▶ [ABOUT THIS EXERCISE]
In the entries that follow, how many lines include "gray"? Give the number and nothing else.

▶ [RECORDED INFORMATION]
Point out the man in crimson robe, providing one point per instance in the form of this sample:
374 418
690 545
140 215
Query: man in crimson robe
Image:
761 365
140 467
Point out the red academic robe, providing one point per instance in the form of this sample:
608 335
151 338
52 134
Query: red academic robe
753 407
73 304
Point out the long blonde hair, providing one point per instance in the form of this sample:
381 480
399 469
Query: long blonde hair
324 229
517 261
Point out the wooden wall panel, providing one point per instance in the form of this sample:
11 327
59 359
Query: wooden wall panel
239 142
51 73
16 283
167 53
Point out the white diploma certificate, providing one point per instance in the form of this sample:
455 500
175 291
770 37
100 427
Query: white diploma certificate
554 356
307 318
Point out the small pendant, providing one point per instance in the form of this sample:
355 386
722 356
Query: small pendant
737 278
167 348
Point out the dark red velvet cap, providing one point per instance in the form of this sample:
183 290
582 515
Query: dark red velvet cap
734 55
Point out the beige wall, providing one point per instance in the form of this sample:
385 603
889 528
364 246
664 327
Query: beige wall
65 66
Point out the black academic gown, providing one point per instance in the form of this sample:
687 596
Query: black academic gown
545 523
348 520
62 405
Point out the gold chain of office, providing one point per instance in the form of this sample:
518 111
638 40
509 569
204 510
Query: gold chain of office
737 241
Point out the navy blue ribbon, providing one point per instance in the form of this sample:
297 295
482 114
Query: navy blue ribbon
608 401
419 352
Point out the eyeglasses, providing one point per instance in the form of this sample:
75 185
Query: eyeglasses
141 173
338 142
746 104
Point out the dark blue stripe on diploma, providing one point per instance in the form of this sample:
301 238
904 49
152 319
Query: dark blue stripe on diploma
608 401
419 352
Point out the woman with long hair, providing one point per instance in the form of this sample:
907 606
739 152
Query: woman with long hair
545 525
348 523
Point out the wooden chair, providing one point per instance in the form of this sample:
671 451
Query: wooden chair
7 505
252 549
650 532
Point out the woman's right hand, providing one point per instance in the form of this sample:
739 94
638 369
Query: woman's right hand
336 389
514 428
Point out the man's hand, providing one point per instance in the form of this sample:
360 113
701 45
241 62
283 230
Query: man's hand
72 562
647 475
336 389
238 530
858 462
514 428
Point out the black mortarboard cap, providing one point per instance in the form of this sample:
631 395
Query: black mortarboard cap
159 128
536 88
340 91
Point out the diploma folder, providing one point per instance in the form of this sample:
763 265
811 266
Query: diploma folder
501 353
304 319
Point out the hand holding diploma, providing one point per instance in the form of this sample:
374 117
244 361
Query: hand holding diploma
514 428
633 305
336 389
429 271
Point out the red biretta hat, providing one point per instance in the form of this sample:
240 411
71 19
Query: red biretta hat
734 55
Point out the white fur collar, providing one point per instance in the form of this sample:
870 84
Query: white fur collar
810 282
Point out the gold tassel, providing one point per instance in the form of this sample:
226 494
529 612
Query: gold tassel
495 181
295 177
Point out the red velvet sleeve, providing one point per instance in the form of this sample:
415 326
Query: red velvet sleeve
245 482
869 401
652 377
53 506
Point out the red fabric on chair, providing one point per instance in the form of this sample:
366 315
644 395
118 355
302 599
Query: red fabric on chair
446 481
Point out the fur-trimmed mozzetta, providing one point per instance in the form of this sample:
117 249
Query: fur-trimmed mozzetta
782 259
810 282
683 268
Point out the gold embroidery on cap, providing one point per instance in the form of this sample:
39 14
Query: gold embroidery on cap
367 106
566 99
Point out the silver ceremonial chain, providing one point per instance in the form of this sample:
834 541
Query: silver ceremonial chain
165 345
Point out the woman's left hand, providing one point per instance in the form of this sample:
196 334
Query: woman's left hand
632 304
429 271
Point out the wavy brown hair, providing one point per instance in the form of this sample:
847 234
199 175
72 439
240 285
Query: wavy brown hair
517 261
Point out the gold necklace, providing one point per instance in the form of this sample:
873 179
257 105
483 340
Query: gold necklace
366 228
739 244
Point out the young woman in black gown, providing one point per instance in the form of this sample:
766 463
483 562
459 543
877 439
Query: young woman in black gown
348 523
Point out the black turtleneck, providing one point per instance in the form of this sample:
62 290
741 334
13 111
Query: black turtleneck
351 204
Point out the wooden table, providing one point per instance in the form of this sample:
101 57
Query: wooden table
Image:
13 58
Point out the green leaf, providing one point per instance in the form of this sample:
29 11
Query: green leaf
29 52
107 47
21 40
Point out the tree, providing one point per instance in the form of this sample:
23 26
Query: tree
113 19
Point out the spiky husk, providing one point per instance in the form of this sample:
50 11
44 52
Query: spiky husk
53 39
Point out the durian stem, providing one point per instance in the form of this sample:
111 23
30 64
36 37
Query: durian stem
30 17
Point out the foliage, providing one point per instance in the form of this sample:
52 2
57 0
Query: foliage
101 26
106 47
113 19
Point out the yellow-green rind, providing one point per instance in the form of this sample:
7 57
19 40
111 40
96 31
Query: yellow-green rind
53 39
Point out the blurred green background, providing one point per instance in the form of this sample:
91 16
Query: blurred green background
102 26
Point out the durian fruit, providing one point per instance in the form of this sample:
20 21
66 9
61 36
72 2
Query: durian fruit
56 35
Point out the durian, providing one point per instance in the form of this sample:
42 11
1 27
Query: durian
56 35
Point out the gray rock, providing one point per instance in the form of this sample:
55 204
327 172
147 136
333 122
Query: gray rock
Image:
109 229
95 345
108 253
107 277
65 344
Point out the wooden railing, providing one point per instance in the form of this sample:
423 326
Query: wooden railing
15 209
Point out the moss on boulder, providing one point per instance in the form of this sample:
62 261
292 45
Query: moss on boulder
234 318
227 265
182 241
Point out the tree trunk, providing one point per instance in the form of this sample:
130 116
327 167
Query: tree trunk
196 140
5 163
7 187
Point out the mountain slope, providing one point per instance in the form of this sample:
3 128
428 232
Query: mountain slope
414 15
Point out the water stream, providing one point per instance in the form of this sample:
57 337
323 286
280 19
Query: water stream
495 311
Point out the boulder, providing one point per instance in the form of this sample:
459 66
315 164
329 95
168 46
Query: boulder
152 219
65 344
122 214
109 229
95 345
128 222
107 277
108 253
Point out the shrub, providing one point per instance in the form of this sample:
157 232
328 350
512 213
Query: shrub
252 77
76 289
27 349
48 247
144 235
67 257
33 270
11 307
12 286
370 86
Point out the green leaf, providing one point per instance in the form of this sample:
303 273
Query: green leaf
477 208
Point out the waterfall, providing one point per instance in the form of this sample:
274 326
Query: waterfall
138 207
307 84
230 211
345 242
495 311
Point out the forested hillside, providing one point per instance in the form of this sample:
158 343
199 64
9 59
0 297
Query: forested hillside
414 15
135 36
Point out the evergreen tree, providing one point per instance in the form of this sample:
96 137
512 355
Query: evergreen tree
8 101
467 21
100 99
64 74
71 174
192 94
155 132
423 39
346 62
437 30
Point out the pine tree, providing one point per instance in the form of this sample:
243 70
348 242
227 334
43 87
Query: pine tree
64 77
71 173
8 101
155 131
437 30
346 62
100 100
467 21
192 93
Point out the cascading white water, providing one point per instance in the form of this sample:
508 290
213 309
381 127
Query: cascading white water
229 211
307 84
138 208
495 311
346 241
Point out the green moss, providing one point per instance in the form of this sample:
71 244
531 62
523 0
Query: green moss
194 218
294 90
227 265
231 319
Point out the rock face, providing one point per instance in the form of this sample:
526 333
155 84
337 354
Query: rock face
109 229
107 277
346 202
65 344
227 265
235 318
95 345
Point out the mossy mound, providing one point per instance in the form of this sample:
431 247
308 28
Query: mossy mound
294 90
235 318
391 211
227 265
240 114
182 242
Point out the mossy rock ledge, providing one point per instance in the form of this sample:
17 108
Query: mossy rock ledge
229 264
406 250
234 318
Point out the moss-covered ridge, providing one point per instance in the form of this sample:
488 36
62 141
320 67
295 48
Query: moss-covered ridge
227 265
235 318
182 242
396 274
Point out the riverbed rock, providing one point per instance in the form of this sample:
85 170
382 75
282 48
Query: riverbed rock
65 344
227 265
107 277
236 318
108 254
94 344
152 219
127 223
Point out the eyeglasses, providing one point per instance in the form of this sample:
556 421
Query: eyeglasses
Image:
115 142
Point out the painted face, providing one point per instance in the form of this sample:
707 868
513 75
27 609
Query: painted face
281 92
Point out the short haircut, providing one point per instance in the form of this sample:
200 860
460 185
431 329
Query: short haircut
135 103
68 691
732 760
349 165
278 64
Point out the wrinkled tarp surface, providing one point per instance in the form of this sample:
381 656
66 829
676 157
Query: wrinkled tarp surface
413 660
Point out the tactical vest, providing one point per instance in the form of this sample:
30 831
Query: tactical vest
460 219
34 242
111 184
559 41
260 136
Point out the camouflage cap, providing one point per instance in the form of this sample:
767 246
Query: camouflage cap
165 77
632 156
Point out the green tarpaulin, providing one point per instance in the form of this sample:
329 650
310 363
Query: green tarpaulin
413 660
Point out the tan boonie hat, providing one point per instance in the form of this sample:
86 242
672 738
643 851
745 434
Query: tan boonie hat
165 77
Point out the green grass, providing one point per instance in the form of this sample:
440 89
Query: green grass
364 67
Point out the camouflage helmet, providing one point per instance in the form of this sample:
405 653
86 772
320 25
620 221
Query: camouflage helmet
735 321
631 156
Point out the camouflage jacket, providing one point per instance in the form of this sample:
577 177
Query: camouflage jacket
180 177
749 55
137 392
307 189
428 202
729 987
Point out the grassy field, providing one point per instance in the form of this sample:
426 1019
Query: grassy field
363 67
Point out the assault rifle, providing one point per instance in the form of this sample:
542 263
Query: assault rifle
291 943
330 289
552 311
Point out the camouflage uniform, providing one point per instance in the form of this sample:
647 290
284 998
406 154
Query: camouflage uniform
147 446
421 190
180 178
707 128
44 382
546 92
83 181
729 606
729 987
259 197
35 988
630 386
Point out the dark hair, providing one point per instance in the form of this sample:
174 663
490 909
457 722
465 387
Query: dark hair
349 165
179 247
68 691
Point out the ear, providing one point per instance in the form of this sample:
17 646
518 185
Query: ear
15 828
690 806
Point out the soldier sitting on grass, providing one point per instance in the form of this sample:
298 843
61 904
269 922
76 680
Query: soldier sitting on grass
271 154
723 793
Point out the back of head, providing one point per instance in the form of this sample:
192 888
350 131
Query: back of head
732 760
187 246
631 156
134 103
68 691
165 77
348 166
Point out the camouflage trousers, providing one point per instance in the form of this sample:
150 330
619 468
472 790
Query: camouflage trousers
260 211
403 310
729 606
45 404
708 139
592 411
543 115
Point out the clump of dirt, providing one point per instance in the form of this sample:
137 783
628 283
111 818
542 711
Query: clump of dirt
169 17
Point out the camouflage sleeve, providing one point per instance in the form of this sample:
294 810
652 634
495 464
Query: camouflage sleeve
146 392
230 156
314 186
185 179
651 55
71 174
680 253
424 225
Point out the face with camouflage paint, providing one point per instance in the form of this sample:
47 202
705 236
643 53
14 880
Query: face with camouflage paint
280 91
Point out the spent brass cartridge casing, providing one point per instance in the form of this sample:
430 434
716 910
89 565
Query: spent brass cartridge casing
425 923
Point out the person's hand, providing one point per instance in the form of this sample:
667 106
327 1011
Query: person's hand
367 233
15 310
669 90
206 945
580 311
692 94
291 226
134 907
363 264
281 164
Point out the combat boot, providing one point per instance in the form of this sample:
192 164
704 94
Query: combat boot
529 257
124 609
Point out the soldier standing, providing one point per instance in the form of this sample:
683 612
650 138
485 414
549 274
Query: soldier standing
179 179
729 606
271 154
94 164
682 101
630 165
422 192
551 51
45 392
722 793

▶ [TASK ANSWER]
2